Directions:
Return the lines from the line containing "Every instance of the white" onward. Each must match exactly, and the last line of the listing below must be included.
==================================================
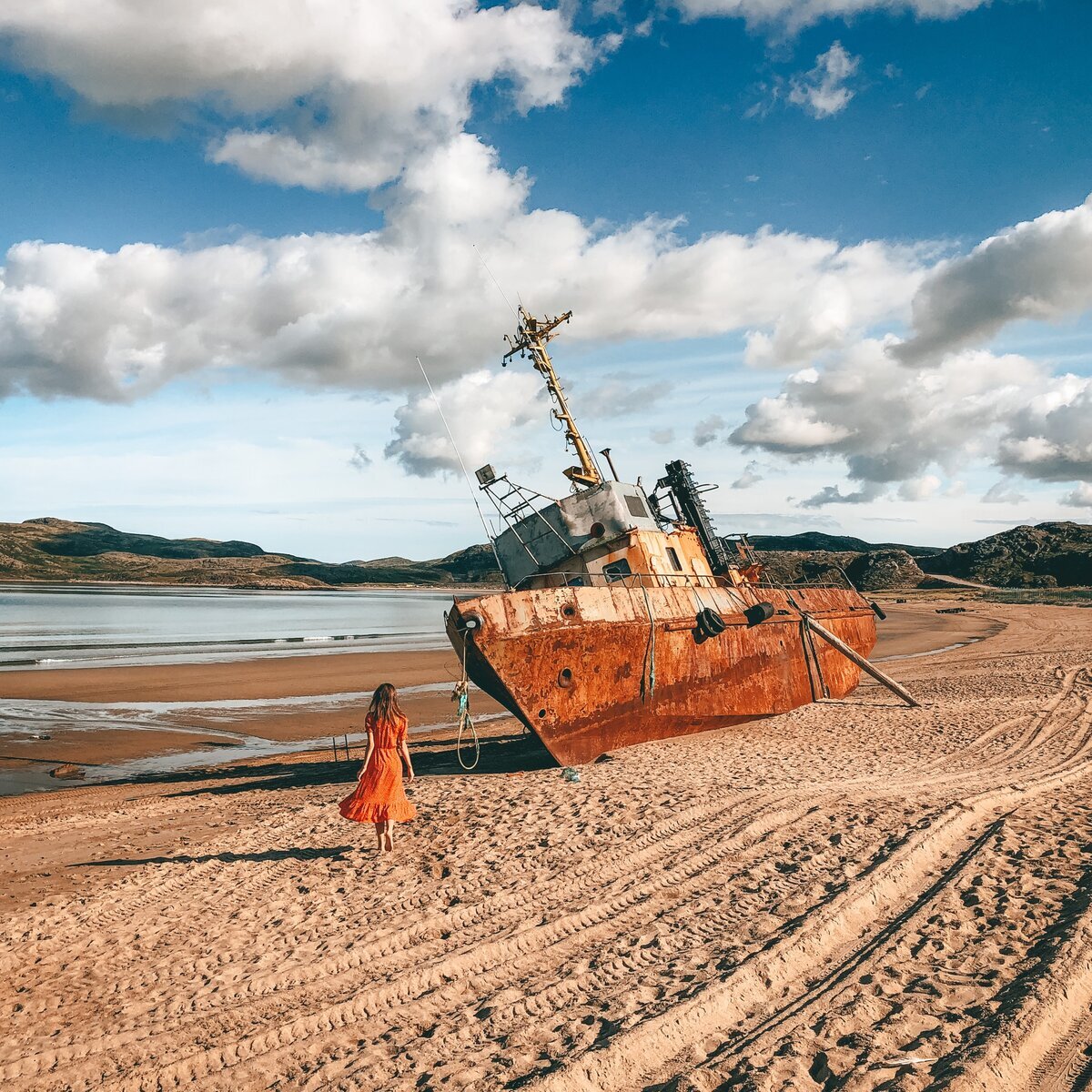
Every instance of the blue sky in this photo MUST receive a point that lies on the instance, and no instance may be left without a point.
(844, 267)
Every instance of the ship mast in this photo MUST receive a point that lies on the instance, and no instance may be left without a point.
(531, 337)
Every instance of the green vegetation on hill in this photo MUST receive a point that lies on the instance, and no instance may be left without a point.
(1048, 555)
(50, 550)
(63, 551)
(834, 544)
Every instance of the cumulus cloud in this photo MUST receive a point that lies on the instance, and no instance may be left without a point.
(1041, 268)
(485, 412)
(352, 311)
(751, 476)
(891, 424)
(709, 430)
(1081, 497)
(1051, 437)
(920, 489)
(823, 92)
(333, 94)
(620, 396)
(795, 15)
(833, 495)
(1003, 492)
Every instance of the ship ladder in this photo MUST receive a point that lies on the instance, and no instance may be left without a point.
(461, 694)
(649, 667)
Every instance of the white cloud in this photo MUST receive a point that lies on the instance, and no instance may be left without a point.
(795, 15)
(1051, 437)
(749, 478)
(485, 412)
(709, 430)
(359, 460)
(833, 495)
(920, 489)
(331, 94)
(1003, 492)
(352, 311)
(1081, 497)
(823, 91)
(893, 424)
(1041, 268)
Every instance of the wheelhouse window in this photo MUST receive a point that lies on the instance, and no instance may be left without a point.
(617, 571)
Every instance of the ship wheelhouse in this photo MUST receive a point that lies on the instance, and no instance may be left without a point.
(600, 535)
==================================================
Worked solution:
Every instance of the white cloud in this photo MUST receive a point that lies on the instance, and no instance may be left without a point.
(795, 15)
(1051, 437)
(749, 478)
(485, 412)
(709, 430)
(359, 460)
(833, 495)
(920, 489)
(331, 94)
(1003, 492)
(352, 311)
(1081, 497)
(823, 91)
(893, 424)
(1041, 268)
Every instance of the wheelhouse window in this photo MUST receive a point that lies on the instance, and no instance may be left without a point.
(617, 571)
Every instance of the ship wheelhouse in this photo MUST receive a point that lies on the instance, and no instance may be left without a point.
(600, 535)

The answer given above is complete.